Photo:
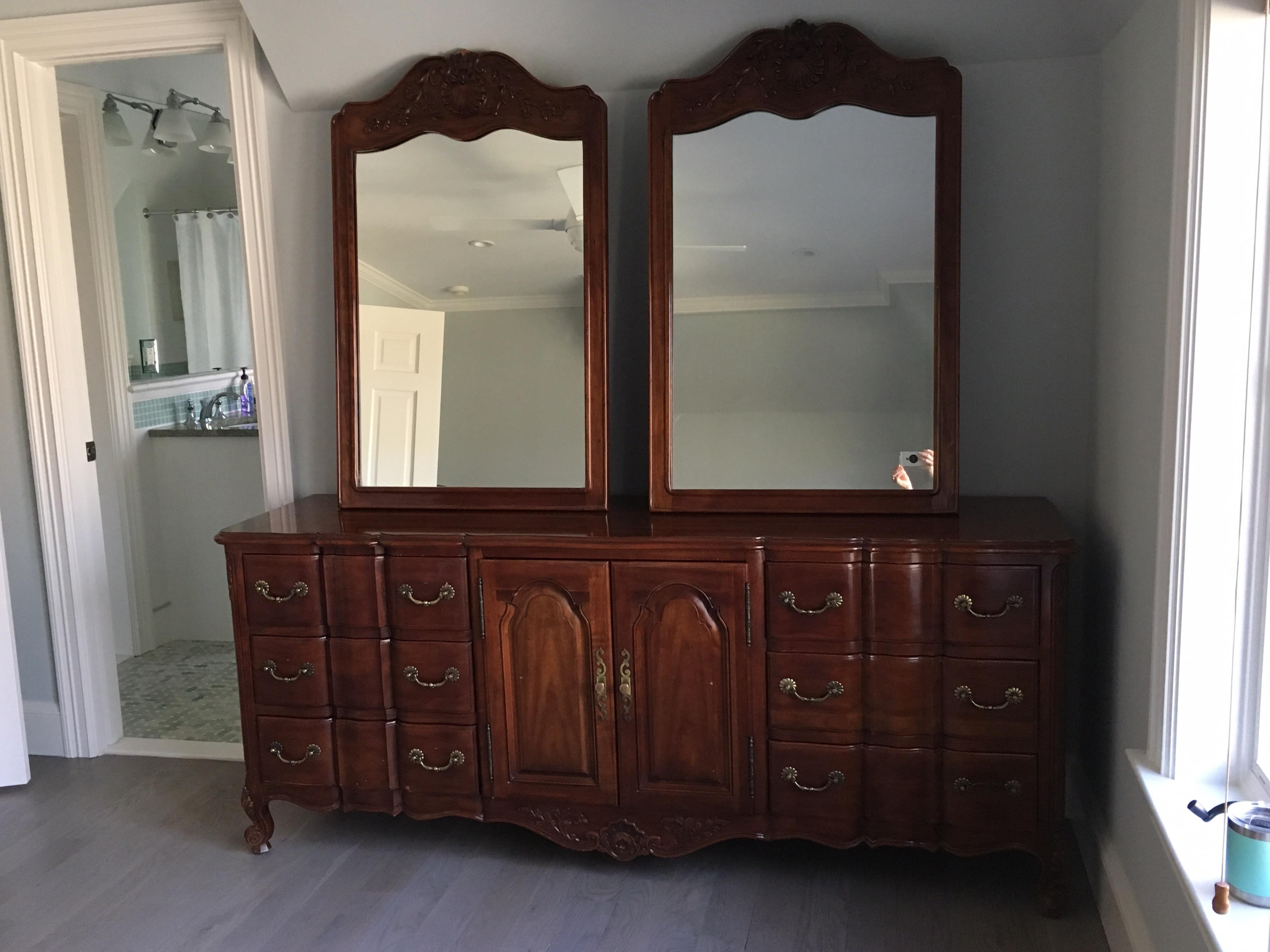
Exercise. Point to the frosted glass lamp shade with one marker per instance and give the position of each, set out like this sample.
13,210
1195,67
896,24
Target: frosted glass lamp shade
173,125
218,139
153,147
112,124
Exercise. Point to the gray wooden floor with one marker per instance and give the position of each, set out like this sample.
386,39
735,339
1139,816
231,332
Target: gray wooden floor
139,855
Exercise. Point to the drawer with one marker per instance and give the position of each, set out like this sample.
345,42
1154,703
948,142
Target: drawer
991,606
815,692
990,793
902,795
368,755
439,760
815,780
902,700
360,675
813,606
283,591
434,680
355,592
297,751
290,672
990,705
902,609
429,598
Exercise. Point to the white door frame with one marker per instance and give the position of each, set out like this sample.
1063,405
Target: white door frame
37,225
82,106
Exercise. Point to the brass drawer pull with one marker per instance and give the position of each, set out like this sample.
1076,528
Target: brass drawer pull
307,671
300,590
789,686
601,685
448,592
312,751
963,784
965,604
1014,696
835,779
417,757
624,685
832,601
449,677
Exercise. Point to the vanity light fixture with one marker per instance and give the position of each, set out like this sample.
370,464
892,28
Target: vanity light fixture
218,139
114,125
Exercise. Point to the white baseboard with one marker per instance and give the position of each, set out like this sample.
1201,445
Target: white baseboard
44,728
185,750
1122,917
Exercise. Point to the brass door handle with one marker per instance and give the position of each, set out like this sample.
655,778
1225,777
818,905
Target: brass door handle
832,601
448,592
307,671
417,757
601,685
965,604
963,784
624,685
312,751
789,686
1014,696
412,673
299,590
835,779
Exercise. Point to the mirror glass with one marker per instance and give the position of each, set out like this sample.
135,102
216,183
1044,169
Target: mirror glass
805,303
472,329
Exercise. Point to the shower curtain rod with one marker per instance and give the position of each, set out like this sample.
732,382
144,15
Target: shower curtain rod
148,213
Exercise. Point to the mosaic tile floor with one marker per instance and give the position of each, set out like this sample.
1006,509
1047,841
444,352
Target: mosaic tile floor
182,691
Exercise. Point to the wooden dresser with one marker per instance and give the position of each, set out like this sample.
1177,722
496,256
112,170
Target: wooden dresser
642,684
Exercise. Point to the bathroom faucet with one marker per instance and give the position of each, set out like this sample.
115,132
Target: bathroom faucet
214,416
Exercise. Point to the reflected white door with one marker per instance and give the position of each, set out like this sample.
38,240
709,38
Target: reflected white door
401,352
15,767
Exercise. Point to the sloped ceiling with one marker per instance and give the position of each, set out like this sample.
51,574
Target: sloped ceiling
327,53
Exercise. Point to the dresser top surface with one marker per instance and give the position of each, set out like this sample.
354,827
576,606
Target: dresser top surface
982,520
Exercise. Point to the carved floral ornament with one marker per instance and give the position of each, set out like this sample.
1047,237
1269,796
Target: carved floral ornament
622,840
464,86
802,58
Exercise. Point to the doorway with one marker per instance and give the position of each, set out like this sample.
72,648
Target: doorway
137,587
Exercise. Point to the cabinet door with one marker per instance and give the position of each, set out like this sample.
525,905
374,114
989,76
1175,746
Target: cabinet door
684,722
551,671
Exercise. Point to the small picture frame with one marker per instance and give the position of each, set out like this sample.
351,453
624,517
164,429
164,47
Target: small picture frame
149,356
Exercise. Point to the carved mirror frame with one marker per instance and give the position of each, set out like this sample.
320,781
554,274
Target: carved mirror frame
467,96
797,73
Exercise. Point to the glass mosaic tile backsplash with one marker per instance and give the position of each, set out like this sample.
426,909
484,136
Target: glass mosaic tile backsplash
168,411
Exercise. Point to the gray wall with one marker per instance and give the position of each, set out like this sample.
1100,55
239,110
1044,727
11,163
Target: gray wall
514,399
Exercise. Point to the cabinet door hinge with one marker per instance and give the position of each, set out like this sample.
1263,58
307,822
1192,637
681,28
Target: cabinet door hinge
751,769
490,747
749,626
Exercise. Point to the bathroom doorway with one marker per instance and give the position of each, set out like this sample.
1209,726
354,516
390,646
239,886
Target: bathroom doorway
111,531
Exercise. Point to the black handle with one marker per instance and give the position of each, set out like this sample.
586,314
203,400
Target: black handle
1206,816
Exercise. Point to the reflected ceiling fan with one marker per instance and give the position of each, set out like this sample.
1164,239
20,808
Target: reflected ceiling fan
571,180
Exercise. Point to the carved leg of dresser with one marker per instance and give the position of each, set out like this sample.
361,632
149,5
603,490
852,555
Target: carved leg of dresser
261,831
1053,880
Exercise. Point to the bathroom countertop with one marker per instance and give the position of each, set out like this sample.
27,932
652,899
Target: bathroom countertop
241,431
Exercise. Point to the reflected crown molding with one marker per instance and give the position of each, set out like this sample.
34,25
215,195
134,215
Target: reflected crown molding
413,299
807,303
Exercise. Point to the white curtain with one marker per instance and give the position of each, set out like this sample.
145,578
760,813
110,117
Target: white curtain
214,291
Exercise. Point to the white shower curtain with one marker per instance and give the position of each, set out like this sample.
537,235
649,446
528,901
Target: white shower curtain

» What the exercise asks
Using the records above, output their complete text exactly, minus any images.

» Result for this exercise
Photo:
Exercise. Point to the frosted glass lamp shade with one marker per instance and give the position of each, set out like this sample.
13,210
1195,67
896,24
Target: frosted glass lamp shade
173,125
218,139
153,147
112,124
Exercise. Point to the gray wooden floor with one marker per instance and give the position of each, set out like this sample.
386,39
735,339
1139,816
231,332
Target: gray wooden floor
139,855
Exercise. Point to the drawer with one marker per instance and give the position of each, set out like this sample.
345,42
1154,703
948,142
Target: drawer
991,606
815,692
990,793
902,795
368,755
439,760
815,780
902,700
360,675
813,606
283,591
434,680
355,592
297,751
290,672
990,705
902,609
429,598
Exercise. Point to the white door frame with one marker per instance and give the position of each, set out like this sample.
1063,405
Target: white door frame
37,225
82,106
Exercise. Point to the brass drawer pull with one marker per instance and give the position of each, set out like this sample.
1076,528
Target: brass drawer pull
307,671
300,590
789,686
601,685
448,592
312,751
963,784
965,604
1014,696
835,779
417,757
624,685
832,601
449,677
Exercise. Point to the vanity light fixture with one marker per instance and give the position of each, set out like this sample.
370,464
892,28
Target: vanity light fixture
218,139
114,125
Exercise. Point to the white baseboard with one marker per instance and give the position of each, set out like this sample.
1201,445
Target: white baseboard
44,728
185,750
1122,917
Exercise. Point to the brass door handle with one marker per instance and give the position of each, set out like this sample.
655,778
1225,777
818,905
Target: brass door handle
832,601
448,592
307,671
417,757
601,685
965,604
963,784
624,685
312,751
789,686
1014,696
412,673
299,590
835,779
Exercise. Point to the mirror glass with one marker per instance and give the position of each, set out like this sample.
135,102
216,183
1044,169
Target: mirror glass
805,303
472,329
Exercise. Point to the shower curtain rod with one marker per instance and give the position of each, set out like this sample.
732,382
144,15
Target: shower curtain rod
148,213
Exercise. Point to the mosaic tile floor with one marker per instance and give the position of each, set out like this sample.
1006,509
1047,841
444,352
Target: mosaic tile floor
182,691
Exercise. Point to the wooden dresser with one marker per instance and give the position of each, set out like this sample.
1177,722
496,256
112,170
Target: wooden dresser
642,684
Exercise. Point to the bathroom faucet with one marker per instance and give the position of each, set out like this sample.
115,132
Target: bathroom faucet
214,416
Exercise. Point to the reflected white door with one marker per instance and give the position of each, set out like this sample.
38,240
709,38
Target: reflected white door
401,352
15,767
Exercise. Point to the sloped ceiling with one marker per instance and give the position of each, set out like this sample.
51,574
Target: sloped ceiling
327,53
Exercise. Point to the dresser top surface with one marker per instance and give the position of each, set out like this sample.
354,827
576,606
Target: dresser top surface
982,520
Exercise. Point to the carved floral ornament with one marker per instance and give the position of each, set out like this sample.
1047,237
1269,796
Target: carved floral ornament
622,840
464,86
802,58
Exercise. Point to the doorway with one marker per instance and give the position of each, set out like this sample.
72,648
Target: doorway
137,587
Exercise. Point to the cabinet door with one marker per instance and give the position of each, set out like this sample.
525,905
374,114
989,76
1175,746
Target: cabinet door
684,722
551,671
Exercise. Point to the small picture frame with one marker per instance and give the position of each, set out like this sample.
351,453
624,517
164,429
164,47
Target: small picture frame
149,356
Exercise. Point to the carved mirror frame with one marker per instance and give the position of each, set out like this sample.
320,781
554,274
Target: carved mirror frame
467,96
797,73
Exercise. Point to the glass mosaic tile backsplash with one marker per instance and give the position of each, set out like this sample.
426,909
484,136
Target: glass mosaic tile backsplash
168,411
Exercise. Point to the gray wall with one marker per instance and give the position of each, set out like this sample.
1100,55
239,110
1044,727
11,163
Target: gray wall
514,399
Exercise. Point to the cabinet door hinge with one marker per instance and give the position of each, set out like this sample.
1263,58
307,822
1192,637
681,28
Target: cabinet door hinge
751,769
490,747
749,626
Exercise. Point to the bathroom doorway with one marker per instance and give the position of each, set out like this sample.
1209,726
354,516
390,646
239,886
Target: bathroom doorway
111,531
Exercise. Point to the black handle with one marker per instance and give the position of each, set out like this sample.
586,314
203,400
Target: black handle
1206,816
Exercise. Point to the reflected ceiling fan with one marker per instance and give the position of each, set out like this sample.
1164,239
20,808
Target: reflected ceiling fan
571,180
Exercise. Point to the carved leg of dresser with one marker per instance and give the position of each, set out like this sample.
361,632
149,5
603,490
852,555
Target: carved leg of dresser
261,831
1053,880
Exercise. Point to the bathroom countertop with one marker per instance and give the position of each, set out like this sample.
27,932
652,899
Target: bathroom countertop
241,431
Exercise. Point to the reflected crown molding with one marker per instance and give the position of each, set out like this sample.
34,25
215,195
134,215
Target: reflected crown molding
413,299
807,303
Exercise. Point to the white curtain with one marker per instance and give the position of each, set out like this sample.
145,578
760,813
110,117
Target: white curtain
214,291
Exercise. Point to the white shower curtain with one marker per instance and give the position of each, set out like this sample.
537,235
649,446
528,901
Target: white shower curtain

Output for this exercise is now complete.